### ВЫДЕРЖКА
┏━━

Жертвы становятся колоссальными. Старый бог удовлетворялся пищей со стола, это была голодная тень «мертвого брата». Новому богу, как и царю, нужны реки крови, гекатомбы — больше того: чтобы доказать еще свою покорность, человек должен жертвовать самым дорогим для себя: только тогда договор будет прочен. Возобновляются постоянно самокастрирования и самоистязания перед лицом бога, в ознаменование преданности своей, ради достижения благосклонности. Конечно, распространение этого ужасного обычая за пределы узких сект повело бы к смерти народов, и самокастрирование заменяется обрезанием, его смягченным знаком. Долго и широко свирепствует жертвоприношение первенцев, детей вообще. Иудейский бог, который превратился теперь в сребробородого любящего Отца всех, не остановил руки Иеффая, когда он обрек на смерть юную дочь, не знавшую брака. Его слух не умилостивился теми песнями, которые она пела в горах со своими подругами, оплакивая свою безбрачную молодость. Сколько крови и слез исторгал человек у себя и других во исполнение обычая: величественнейшая трагедия мира «Орестэйа» имеет в своей основе плач, скорбь и гнев человеческого сердца вокруг жертвенного костра Ифигении.
Но кровожадные цари и царьки отживают свое время растет вновь аристократически конституционный или демократический строй. Человек мало по малу восстает против кровожадности богов. Он начинает больше ценить себя и рабочую силу другого человека и достоинство человека вообще. Боги вынуждены смягчить свое взяточничество и променять постепенно Исааков на овнов, овнов на благоухания и цветы. Боги становятся вегетарианцами. они делают добродетель из нужды, и реформа приписывается им самим. Но и тут не обходится без возвратных взрывов. Карфагеняне в трудную минуту раскаялись, что кормили бога детским мясом рабов, и ввергли в раскаленное чрево Молоха сотни своих собственных детей.

┗━━

Строки данных
┏━━

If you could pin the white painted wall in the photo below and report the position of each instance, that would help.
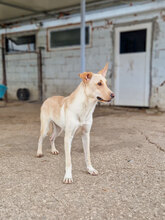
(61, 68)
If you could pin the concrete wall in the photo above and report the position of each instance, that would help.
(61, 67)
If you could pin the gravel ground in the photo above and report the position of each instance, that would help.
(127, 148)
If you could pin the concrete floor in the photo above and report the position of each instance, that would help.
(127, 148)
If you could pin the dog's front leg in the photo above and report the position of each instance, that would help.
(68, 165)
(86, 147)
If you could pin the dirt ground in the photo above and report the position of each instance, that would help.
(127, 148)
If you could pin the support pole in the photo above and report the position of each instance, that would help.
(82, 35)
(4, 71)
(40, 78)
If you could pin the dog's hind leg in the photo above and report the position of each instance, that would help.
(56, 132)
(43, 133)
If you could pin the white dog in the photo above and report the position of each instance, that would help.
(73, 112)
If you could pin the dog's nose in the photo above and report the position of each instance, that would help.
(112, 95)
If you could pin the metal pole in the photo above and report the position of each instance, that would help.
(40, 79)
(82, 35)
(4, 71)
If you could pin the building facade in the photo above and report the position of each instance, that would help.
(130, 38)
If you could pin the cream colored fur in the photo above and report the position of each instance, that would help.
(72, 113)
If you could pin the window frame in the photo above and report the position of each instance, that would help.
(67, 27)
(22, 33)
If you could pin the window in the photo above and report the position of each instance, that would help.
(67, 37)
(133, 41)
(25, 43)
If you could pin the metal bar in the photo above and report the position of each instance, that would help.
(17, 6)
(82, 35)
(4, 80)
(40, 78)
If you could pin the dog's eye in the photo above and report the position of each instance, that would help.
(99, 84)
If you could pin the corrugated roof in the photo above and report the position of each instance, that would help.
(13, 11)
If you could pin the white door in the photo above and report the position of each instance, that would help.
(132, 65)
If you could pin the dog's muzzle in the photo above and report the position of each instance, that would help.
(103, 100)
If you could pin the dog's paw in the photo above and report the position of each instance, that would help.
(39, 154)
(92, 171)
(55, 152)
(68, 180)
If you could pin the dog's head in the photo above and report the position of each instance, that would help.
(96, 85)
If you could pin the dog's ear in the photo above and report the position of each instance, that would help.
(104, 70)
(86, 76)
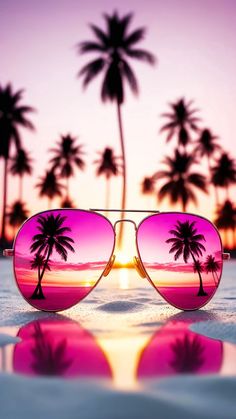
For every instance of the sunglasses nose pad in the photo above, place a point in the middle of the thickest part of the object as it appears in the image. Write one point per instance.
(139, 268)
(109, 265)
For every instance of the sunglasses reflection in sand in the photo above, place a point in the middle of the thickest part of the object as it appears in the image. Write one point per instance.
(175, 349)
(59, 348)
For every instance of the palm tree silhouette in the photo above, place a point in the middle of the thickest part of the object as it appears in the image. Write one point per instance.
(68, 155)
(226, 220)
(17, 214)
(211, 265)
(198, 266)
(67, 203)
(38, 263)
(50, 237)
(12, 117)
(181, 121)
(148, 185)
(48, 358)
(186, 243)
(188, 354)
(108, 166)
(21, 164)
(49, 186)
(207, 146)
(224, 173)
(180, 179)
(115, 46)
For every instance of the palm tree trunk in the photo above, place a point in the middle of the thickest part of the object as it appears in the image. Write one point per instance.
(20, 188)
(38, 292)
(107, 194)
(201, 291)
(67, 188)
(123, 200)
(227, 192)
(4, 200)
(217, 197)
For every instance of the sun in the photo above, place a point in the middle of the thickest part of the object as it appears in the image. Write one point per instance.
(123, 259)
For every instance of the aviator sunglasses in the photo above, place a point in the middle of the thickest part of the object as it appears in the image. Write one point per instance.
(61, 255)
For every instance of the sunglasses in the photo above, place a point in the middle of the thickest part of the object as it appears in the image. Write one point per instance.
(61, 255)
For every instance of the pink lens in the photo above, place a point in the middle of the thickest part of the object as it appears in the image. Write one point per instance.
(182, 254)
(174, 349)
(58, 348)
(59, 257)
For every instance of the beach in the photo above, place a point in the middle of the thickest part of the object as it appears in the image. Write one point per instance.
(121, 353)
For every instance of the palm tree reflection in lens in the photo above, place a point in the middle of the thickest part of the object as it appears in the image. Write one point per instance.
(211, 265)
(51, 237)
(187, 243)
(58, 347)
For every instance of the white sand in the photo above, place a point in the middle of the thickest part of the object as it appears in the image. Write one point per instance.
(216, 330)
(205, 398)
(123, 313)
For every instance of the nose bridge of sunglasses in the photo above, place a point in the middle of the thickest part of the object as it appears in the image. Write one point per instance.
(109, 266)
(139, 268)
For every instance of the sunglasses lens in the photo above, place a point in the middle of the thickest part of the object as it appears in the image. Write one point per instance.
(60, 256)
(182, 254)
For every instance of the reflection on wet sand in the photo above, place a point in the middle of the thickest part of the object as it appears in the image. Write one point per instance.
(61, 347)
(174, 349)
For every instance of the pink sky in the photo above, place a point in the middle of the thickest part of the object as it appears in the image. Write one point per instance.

┗━━

### СПИСОК ЗАДАНИЙ
1 > Определите, соответствуют ли тексту о жертвоприношениях утверждения: (а) старый бог удовлетворялся пищей со стола; (б) иудейский бог остановил руку Иеффая; (в) карфагеняне ввергли в чрево Молоха детей рабов. На каждое ответьте «да» или «нет» и подтвердите ответ решающими словами текста, процитированными дословно.
2 > Продолжите текст о жертвоприношениях, начав сразу после его последнего предложения.

### В ОТВЕТ
1 >
(а) Да: «Старый бог удовлетворялся пищей со стола».
(б) Нет: «не остановил руки Иеффая».
(в) Нет: «ввергли в раскаленное чрево Молоха сотни своих собственных детей».

2 >
Но человечество сохранило ироническую память о том, как оно обмануло богов — в сказках. В торжественных мифах говорится об ангеле, останавливающем руку Авраама, о молнии Зевса на головы антропофагов Корибантов, а сказка говорит другое. Прежде при важных постройках возобновляли договоры с богами путем человеческих жертвоприношений. Потом решили, что с богов достаточно и животного. И смотри ка мосты, башни, каналы, не стали от этого хуже. Сказка подменяет бога — сатаной (вообще заменяющим старых богов в христианских сказках); по поводу каждого старого моста, лукаво посмеиваясь, она повествует об отшельнике, купившем у дьявола право на постройку моста за первую душу, которая придет к нему; отшельник пустил по мосту большущего черного кота.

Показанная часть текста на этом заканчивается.